Ausgangstext:
- - - - - - -

# Print: Einkaufsführer: CPU-Kühler



## GoldenMic (3. April 2012)

*Print: Einkaufsführer: CPU-Kühler*

Hallo,
mir ist seit geraumer Zeit etwas aufgefallen, allerdings habe ich erst jetzt wieder dran gedacht und wollte das ganze mal kurz ansprechen.
Es geht mir um die CPU Kühler im Einkaufsführer.
Mir ist klar das man pro Seite eben nur begrenz Platz hat und man in die Tabelle schlecht alle Infos eintragen kann. Aber ich finde es fehlt ein zu wichtiger Teil: Die Maße des Kühlers. Also BxHxT.
Ich habe auch überlegt welche Kategorie man weglassen könnte..also welche am ehsten verschmerzbar wäre. Das wären meiner Meinung nach die kompatiblen Sockel, denn bis auf wenige Ausnahmen passen die meisten Kühler ja auf alle gägnigen Sockel. Notfalls könnte man ja noch ne Spalte Bemerkung oder etwas in der Art dazunehmen in der erwähnt wird welcher aktuelle Sockel nicht passt.
Jedenfalls finde ich vor allem die Angabe der Höhe wichtiger als die Sockel, da es viele Gehäuse gibt die ~20cm breit sind in die einige der aktuell getesteten Kühler(wie der Archon, der Archon rev. A, der Macho(vllt knapp) und der True Spirit - um jetzt nur mal ein paar zu nennen - nicht reinpassen.

Das wars erstmal


----------



## Klarostorix (3. April 2012)

Einkaufsfürher hab ich auch noch nicht gehört


----------



## GoldenMic (3. April 2012)

*AW: Print: Einkaufsführer: CPU-Kühler*

Sorry, editiert.


----------



## Klarostorix (3. April 2012)

Warum entschuldigst du dich? Irren ist menschlich


----------



## GoldenMic (4. April 2012)

- - - - - - -

Gegebene Daten:

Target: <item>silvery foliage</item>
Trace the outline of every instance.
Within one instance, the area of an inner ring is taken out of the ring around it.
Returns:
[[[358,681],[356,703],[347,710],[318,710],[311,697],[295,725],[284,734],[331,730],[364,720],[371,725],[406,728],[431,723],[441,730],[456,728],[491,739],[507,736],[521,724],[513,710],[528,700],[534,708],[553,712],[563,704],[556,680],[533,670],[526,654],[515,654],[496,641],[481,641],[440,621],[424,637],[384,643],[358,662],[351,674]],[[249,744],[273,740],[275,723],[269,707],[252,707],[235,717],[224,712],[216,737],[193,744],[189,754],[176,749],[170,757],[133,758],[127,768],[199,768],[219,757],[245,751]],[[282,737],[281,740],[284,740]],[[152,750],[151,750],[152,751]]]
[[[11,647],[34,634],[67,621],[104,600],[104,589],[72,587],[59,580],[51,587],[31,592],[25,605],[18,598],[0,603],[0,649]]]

- - - - - - -

Auf welche Kategorie im Einkaufsführer könnte man laut GoldenMic im Ausgangstext am ehesten verzichten? Stütze dich dabei nur auf den Ausgangstext.

Auf die kompatiblen Sockel.